### Your goal:
Please give these rows again with "pixel coordinates" changed to "x and y positions" and everything else unchanged, leaving out the pictures.

### Input for this task:

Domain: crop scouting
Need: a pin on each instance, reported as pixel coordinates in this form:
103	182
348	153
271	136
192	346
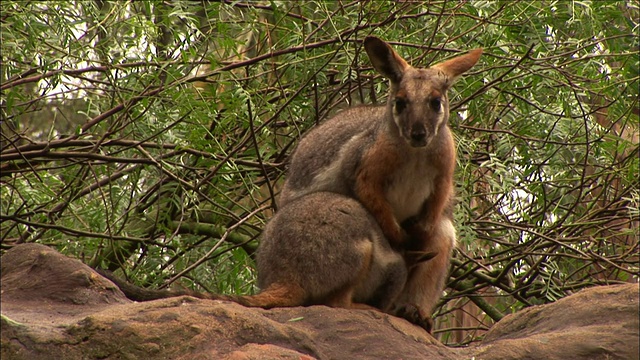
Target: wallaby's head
418	97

### Answer to the exercise:
Domain: crop scouting
Need: a pin on each instance, reported as x and y positions in this form:
103	182
348	153
271	136
192	346
Target: wallaby's head
418	97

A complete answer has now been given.